-- Requirement A --
Reproduce word for word everything from "Tuples — like" down to "for large collections." in the Python learning-log excerpt.
-- Requirement B --
Count the lines in the listing that contain the string "surface", and reply with only the number.
** Start Selected extract **
Ask for Furniture: 20 × 150.00 = 3,000.00.

What struck me: I spent more time thinking about how to structure the dictionary than writing the functions. The shape of the data determined the shape of the code. That shift — designing data first, then writing logic around it — felt like a genuinely new layer of thinking.


Day 19 — Sets & Tuples

Day 19 was the two data structures I hadn't touched yet.

Tuples — like lists, but immutable. Once created, they can't be changed. Perfect for data that must stay fixed: config values, coordinates, question banks. The quiz project on Day 20 stores all questions and answers as tuples for exactly this reason — nothing can accidentally overwrite them mid-run.

Sets — unordered collections with no duplicates. The killer use case: deduplication. Have a list and want only the unique values? Convert to a set. Sets also have significantly faster membership checks than lists for large collections.

The mental model I settled on by end of day:

  • Need order + mutability? → List
  • Need key-value lookup? → Dictionary
  • Need immutable, fixed data? → Tuple
  • Need uniqueness + fast lookup? → Set

Day 20 — The Week 3 Project: A Python Quiz App

The end-of-week project brought together everything from the week — dictionaries, tuples, file I/O, try/except, randomisation, and a proper multi-file structure. The most architecturally considered thing I've built.
** End Selected extract **
** Start Information provided **
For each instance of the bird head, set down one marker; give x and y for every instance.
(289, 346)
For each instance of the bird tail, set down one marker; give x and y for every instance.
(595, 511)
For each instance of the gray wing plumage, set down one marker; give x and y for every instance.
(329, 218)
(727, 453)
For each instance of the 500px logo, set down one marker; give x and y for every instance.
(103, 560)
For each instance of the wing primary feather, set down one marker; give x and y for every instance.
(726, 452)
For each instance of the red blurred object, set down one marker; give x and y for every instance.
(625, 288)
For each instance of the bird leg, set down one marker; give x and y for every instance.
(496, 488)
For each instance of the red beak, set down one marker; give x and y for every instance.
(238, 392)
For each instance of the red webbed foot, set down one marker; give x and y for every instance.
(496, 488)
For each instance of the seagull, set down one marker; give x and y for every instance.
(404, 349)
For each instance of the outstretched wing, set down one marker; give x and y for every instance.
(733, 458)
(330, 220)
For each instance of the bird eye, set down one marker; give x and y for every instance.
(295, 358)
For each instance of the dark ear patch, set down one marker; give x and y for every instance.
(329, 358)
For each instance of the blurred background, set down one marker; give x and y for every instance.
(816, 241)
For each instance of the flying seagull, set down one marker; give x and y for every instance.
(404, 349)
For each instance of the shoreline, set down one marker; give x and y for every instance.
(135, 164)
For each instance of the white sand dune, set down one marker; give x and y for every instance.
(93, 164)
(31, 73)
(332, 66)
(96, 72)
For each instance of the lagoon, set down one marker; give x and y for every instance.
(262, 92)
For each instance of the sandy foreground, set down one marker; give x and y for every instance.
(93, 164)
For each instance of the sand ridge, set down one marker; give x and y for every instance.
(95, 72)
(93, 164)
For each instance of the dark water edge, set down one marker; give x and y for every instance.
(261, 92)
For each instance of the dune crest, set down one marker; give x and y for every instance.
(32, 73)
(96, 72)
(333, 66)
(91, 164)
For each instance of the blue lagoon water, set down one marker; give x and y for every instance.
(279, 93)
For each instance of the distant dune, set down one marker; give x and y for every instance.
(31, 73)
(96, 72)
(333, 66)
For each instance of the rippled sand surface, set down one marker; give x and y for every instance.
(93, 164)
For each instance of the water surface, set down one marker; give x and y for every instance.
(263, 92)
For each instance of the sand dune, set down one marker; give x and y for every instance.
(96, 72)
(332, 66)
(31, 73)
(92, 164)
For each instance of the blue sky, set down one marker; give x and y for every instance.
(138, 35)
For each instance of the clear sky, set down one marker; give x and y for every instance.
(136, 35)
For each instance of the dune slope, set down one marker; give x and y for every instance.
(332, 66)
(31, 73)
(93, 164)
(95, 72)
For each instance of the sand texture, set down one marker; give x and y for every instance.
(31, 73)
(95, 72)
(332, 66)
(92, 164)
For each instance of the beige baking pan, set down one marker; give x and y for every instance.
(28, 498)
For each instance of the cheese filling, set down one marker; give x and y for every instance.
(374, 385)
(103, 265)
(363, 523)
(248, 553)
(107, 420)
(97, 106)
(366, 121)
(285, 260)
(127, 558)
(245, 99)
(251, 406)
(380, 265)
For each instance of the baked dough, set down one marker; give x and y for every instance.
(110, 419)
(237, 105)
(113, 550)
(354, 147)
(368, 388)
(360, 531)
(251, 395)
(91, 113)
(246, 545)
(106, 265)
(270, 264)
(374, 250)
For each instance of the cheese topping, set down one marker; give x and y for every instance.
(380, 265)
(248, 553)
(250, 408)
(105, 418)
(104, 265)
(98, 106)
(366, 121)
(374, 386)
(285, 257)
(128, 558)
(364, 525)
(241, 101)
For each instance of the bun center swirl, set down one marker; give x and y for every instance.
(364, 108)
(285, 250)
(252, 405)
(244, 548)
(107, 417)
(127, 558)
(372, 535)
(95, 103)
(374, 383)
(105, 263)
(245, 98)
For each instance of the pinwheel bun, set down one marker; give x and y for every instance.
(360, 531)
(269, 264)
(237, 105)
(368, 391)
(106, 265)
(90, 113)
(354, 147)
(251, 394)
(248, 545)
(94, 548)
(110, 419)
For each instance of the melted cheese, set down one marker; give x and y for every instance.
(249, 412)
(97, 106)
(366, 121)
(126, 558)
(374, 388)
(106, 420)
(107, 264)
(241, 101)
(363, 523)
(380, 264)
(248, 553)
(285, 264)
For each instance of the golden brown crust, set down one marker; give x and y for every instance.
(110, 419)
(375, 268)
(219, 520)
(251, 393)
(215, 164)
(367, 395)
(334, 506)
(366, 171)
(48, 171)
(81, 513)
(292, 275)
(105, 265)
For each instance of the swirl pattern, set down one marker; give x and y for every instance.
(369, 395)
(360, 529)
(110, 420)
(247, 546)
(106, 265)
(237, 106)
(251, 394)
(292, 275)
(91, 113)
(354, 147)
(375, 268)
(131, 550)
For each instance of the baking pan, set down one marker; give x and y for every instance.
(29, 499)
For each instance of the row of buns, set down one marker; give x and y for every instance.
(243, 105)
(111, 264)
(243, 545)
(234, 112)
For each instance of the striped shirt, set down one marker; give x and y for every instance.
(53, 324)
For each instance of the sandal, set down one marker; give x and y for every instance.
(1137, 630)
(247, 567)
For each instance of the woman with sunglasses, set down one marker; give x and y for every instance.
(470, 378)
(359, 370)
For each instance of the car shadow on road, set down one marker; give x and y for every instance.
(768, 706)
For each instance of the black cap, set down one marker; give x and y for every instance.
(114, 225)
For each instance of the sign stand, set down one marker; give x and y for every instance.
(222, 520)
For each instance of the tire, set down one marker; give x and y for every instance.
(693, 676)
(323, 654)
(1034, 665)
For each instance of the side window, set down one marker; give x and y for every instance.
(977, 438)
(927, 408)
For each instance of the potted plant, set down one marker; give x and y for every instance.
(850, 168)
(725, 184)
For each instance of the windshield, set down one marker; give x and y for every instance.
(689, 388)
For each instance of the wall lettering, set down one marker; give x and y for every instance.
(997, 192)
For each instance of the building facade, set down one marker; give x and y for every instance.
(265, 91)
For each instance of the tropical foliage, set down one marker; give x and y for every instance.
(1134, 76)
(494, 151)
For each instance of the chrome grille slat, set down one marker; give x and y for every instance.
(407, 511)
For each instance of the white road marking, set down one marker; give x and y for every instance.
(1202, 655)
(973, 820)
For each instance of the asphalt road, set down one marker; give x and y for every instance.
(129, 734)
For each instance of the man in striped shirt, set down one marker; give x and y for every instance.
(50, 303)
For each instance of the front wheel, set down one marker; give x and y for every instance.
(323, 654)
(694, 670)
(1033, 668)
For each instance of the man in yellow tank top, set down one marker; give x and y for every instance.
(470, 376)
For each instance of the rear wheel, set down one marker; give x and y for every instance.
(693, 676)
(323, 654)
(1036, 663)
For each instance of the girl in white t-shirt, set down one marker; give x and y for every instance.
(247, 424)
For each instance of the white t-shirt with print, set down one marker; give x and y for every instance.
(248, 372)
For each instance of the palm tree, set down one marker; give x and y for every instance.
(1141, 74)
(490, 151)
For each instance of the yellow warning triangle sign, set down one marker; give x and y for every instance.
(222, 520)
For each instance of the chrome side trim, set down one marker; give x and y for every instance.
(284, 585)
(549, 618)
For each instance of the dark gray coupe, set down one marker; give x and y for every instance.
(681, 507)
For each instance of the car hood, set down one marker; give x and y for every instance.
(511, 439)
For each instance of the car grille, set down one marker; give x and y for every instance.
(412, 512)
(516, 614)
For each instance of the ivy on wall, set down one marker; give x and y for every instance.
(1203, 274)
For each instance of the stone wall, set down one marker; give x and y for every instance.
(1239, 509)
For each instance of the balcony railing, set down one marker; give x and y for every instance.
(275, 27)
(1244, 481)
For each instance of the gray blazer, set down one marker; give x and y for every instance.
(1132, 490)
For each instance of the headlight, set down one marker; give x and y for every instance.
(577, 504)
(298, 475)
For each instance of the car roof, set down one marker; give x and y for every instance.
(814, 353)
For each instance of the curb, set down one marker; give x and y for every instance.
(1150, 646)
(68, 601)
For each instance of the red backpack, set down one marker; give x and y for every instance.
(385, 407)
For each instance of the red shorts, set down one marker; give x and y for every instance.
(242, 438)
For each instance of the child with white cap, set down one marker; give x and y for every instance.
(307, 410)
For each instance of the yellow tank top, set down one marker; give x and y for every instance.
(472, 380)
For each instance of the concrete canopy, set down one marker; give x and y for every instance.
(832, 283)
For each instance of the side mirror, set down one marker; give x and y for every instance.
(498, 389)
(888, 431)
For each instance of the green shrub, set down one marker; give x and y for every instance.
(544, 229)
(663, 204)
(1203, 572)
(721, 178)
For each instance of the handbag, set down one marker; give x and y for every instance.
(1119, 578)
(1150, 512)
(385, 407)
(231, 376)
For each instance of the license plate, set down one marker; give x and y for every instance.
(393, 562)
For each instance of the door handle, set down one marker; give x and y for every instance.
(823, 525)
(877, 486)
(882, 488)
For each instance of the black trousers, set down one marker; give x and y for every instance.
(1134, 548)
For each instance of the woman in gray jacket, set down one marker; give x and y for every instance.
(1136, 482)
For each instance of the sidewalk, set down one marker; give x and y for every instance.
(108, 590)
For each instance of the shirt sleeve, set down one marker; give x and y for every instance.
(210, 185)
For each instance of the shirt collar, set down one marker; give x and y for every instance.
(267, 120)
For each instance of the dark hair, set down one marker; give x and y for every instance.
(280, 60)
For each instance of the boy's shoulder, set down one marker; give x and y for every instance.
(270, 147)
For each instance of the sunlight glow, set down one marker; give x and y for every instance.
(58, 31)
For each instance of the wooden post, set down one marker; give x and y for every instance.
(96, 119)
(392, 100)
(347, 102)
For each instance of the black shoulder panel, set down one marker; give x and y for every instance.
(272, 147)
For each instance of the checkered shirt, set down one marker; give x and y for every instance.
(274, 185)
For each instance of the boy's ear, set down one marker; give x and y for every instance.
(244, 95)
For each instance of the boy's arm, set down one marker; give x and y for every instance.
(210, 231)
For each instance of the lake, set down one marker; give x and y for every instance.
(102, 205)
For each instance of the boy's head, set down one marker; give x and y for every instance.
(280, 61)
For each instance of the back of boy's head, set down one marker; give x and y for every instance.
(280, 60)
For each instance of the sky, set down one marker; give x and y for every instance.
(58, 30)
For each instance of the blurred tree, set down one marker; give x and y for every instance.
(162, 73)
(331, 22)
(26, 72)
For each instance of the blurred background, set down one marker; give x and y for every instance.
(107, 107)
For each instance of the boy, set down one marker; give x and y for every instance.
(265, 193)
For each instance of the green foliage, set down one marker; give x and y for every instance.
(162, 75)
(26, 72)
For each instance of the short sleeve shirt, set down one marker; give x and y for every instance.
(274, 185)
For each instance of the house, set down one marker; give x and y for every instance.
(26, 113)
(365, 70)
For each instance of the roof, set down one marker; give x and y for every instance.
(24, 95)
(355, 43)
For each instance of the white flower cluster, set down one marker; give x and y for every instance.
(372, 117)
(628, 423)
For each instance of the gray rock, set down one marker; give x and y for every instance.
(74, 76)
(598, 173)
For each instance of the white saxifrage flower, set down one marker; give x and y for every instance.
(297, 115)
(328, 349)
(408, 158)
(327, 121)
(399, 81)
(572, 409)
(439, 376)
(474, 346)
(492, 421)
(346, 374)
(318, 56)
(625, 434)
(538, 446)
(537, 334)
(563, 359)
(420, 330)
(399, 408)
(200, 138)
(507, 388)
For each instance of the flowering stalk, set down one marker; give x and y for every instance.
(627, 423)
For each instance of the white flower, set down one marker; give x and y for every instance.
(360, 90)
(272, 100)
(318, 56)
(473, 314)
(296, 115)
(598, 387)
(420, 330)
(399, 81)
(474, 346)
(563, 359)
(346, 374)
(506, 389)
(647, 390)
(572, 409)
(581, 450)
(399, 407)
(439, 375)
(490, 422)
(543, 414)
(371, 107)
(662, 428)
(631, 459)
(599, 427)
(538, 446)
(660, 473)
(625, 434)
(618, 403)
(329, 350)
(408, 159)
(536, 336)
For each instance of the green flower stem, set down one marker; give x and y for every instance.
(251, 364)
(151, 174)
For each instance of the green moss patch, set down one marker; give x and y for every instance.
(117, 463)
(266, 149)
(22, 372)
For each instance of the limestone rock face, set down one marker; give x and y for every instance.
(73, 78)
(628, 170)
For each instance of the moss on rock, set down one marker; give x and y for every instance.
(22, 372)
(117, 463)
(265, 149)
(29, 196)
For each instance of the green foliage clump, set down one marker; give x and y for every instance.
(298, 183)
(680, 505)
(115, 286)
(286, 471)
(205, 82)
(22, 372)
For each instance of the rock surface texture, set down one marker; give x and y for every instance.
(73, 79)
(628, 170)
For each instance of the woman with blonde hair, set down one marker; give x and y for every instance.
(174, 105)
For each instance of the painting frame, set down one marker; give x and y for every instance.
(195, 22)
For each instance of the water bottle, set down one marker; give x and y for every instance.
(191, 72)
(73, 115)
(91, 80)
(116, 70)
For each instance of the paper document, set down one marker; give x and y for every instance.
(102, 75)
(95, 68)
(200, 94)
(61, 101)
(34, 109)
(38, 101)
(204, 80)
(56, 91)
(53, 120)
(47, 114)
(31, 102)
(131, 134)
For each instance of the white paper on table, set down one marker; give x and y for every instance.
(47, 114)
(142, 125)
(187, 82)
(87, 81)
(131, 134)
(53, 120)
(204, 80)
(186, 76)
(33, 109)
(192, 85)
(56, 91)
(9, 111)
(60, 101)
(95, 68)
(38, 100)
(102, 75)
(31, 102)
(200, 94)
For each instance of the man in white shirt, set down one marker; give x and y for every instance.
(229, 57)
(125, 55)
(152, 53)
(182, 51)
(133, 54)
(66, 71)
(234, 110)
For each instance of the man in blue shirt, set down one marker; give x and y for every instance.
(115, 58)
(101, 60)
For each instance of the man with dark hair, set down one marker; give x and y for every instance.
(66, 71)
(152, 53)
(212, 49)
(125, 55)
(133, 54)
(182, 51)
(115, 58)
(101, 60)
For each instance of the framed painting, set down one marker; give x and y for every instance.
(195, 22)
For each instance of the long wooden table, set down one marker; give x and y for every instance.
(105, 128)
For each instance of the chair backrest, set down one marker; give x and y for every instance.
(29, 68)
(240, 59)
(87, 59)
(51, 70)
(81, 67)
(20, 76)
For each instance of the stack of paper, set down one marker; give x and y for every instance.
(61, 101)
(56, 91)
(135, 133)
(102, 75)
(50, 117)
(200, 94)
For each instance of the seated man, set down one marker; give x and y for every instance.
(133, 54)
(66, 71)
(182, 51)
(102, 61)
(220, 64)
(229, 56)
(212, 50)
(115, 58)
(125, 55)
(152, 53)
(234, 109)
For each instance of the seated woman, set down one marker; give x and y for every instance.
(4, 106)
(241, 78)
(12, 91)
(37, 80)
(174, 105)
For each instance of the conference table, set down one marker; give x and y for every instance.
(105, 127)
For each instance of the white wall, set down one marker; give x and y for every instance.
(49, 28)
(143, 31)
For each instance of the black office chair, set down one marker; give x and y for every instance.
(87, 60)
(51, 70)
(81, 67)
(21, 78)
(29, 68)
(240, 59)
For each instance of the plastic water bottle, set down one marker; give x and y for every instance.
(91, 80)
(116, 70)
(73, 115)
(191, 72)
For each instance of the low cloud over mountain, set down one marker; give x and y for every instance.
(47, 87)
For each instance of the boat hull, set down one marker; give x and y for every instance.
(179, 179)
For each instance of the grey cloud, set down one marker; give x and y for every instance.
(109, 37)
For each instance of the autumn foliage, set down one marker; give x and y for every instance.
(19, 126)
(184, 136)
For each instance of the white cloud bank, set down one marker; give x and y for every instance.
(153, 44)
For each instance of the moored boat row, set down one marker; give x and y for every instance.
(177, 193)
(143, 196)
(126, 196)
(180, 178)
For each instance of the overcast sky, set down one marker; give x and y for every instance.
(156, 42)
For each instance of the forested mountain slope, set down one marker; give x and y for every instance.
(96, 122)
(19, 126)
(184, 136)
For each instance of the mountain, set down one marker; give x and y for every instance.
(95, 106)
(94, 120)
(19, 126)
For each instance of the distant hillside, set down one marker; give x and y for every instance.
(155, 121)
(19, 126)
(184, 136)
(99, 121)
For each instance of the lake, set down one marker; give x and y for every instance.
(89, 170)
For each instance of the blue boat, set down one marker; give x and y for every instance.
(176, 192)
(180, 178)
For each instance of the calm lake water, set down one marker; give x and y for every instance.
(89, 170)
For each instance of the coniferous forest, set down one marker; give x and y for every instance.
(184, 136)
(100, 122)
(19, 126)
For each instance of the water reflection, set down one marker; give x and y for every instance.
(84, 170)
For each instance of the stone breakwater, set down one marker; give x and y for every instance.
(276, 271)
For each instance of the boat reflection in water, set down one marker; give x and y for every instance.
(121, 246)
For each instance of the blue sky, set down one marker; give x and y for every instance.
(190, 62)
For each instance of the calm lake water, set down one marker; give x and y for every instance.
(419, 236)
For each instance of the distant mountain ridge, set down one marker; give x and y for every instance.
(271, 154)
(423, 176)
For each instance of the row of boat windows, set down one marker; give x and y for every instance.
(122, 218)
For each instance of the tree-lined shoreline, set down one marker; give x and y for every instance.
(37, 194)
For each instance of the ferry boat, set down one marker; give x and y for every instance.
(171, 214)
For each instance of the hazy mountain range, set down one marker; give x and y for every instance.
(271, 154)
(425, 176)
** End Information provided **
-- Expected answer A --
Tuples — like lists, but immutable. Once created, they can't be changed. Perfect for data that must stay fixed: config values, coordinates, question banks. The quiz project on Day 20 stores all questions and answers as tuples for exactly this reason — nothing can accidentally overwrite them mid-run.

Sets — unordered collections with no duplicates. The killer use case: deduplication. Have a list and want only the unique values? Convert to a set. Sets also have significantly faster membership checks than lists for large collections.

-- Expected answer B --
3